— INSTRUCTIONS TO FOLLOW —
Count the lines below that contain the word "photo" and reply with only that number.

— DATASET ROWS —
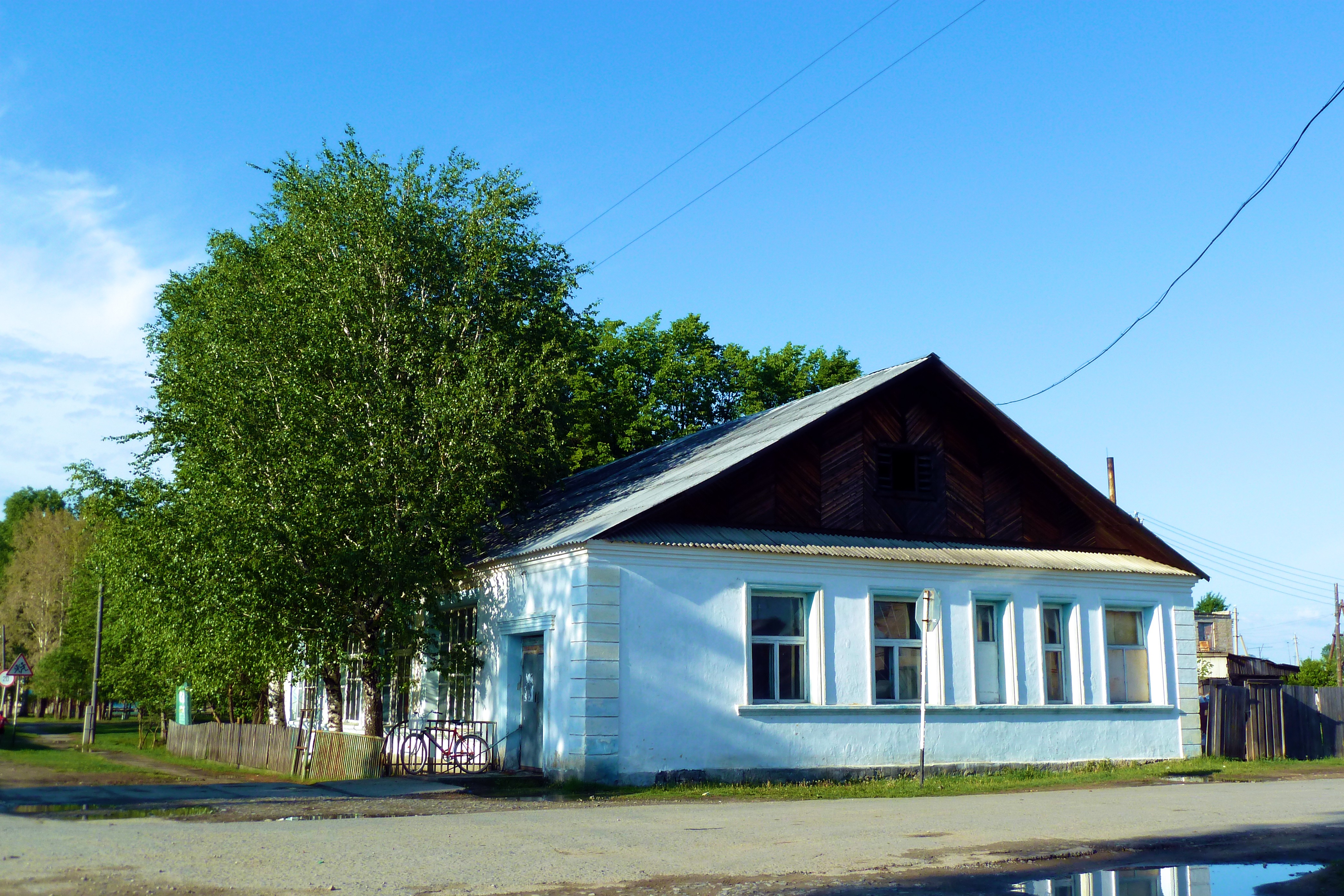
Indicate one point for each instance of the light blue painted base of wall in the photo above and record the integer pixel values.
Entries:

...

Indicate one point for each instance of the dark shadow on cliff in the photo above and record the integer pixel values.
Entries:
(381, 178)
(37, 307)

— RESPONSE BELOW —
2